EXERCISE INSTRUCTIONS:
From the records, return each line that has the word "brick" in it.

DATA TO PROCESS:
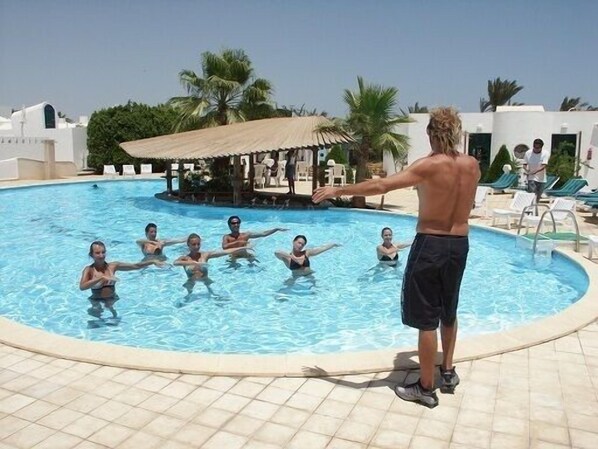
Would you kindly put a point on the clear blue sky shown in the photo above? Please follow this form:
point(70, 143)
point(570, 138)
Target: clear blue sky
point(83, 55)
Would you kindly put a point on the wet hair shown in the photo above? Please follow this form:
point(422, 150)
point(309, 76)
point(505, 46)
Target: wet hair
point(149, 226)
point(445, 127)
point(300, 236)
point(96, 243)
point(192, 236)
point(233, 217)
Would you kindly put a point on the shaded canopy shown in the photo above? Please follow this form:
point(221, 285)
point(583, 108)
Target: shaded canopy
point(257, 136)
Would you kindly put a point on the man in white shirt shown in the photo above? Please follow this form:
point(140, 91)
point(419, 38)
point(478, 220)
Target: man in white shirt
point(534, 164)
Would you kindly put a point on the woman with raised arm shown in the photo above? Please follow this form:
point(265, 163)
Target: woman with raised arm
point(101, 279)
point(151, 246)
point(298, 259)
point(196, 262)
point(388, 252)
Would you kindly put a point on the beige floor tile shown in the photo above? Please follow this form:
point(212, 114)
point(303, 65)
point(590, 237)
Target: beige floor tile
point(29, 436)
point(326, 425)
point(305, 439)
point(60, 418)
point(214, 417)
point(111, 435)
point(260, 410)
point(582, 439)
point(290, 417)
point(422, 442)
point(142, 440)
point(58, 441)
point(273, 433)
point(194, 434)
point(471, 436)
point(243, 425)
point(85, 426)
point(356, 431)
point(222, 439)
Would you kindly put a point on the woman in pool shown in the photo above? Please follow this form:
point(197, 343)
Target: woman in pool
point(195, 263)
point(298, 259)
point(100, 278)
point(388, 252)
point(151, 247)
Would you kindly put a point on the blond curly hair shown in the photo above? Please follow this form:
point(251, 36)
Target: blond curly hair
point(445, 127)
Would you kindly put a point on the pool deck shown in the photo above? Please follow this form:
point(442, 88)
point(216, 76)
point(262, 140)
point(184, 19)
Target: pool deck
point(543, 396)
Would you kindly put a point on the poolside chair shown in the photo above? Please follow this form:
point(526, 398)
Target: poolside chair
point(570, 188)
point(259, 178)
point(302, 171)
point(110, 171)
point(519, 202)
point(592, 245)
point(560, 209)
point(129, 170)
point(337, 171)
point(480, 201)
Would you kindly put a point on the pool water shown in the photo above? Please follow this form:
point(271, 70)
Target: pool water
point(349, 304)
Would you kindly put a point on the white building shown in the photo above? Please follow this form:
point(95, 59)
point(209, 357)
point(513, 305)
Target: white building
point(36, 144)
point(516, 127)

--

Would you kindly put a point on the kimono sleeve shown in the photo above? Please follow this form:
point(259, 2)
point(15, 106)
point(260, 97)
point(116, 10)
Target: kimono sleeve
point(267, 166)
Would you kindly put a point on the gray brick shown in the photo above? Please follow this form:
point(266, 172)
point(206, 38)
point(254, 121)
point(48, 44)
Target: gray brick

RESPONSE:
Would you kindly put a point on the gray brick shown in the photo above? Please follow this form:
Target: gray brick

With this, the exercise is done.